** Task **
Note each line of the listing that contains the string "orange", and copy it.

** Data **

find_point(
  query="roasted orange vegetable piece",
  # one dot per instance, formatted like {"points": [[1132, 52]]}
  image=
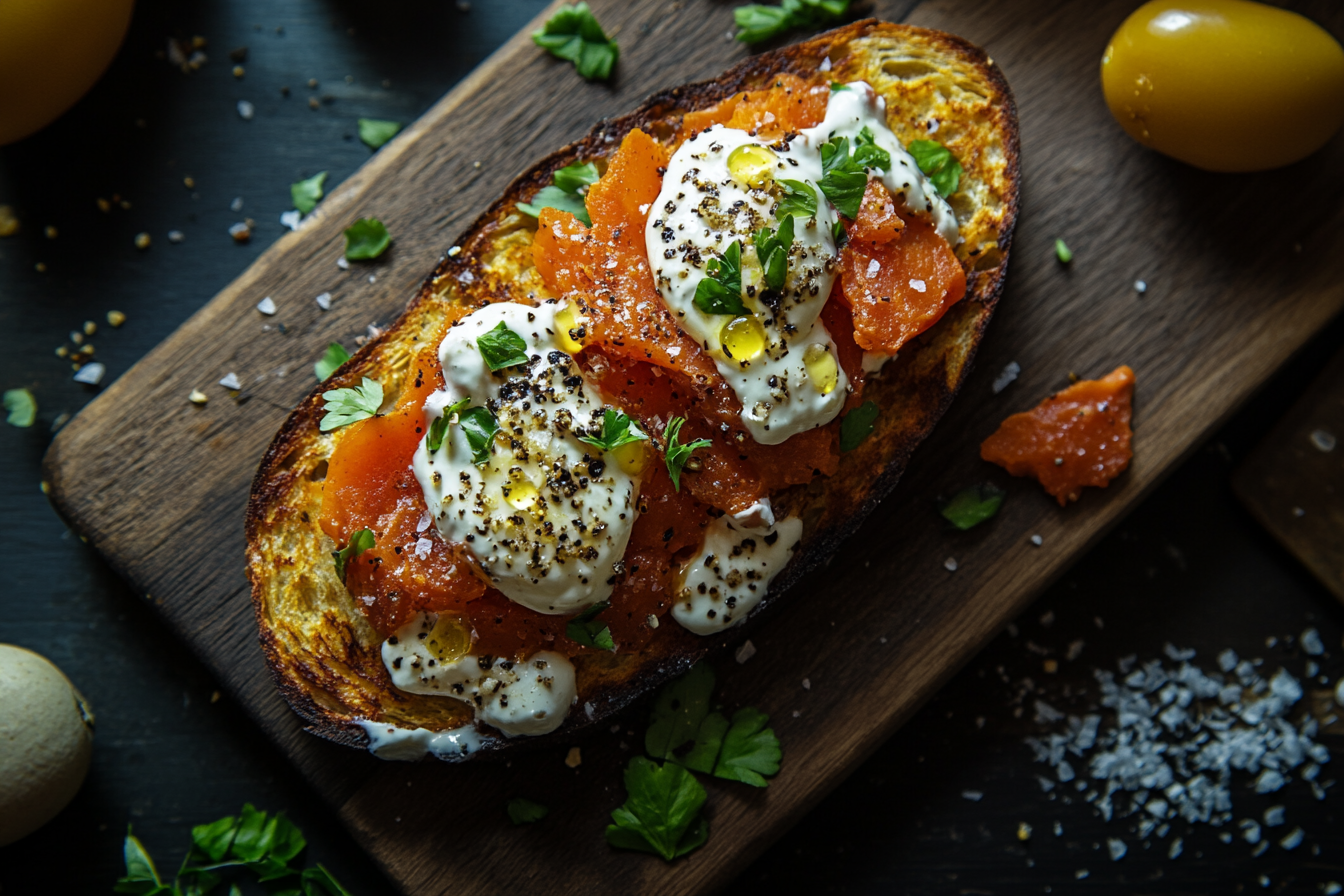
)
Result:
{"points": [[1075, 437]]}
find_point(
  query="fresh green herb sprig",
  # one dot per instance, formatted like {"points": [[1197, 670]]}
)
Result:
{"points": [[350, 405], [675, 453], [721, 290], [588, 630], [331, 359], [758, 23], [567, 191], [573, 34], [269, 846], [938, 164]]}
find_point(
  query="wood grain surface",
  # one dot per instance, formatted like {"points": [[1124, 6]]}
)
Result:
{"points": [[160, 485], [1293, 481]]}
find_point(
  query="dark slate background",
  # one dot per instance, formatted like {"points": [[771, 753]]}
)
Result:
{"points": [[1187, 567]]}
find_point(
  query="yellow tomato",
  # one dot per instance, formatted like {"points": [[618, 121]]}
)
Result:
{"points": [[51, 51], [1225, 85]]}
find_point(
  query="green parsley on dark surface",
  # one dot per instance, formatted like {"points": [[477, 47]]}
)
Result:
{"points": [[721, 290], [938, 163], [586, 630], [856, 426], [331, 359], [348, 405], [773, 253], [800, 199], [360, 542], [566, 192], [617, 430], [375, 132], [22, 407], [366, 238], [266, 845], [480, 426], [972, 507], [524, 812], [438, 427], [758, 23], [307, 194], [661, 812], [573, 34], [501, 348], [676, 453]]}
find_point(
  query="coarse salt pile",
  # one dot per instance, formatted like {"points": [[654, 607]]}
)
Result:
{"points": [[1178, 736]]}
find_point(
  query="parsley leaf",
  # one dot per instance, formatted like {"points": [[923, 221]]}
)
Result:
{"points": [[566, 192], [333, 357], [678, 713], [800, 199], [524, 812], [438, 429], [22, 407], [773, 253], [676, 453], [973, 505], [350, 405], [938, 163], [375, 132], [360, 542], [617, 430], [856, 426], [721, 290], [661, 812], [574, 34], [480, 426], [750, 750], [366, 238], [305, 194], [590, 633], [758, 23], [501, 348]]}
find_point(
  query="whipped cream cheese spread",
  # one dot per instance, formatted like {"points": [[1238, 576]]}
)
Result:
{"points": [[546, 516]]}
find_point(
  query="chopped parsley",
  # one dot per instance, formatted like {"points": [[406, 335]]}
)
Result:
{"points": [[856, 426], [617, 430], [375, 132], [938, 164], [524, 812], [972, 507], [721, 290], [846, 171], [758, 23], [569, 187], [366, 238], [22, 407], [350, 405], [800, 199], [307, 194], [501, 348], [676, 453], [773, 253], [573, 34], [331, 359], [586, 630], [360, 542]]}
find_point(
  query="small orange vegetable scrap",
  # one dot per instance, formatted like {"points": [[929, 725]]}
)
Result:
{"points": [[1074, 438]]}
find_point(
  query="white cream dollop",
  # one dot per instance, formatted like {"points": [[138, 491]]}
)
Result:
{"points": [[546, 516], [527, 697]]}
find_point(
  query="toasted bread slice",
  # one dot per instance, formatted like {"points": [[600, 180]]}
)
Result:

** Result of this task **
  query="roasted orange vegetable piece",
  query="small orange vegetable scrap",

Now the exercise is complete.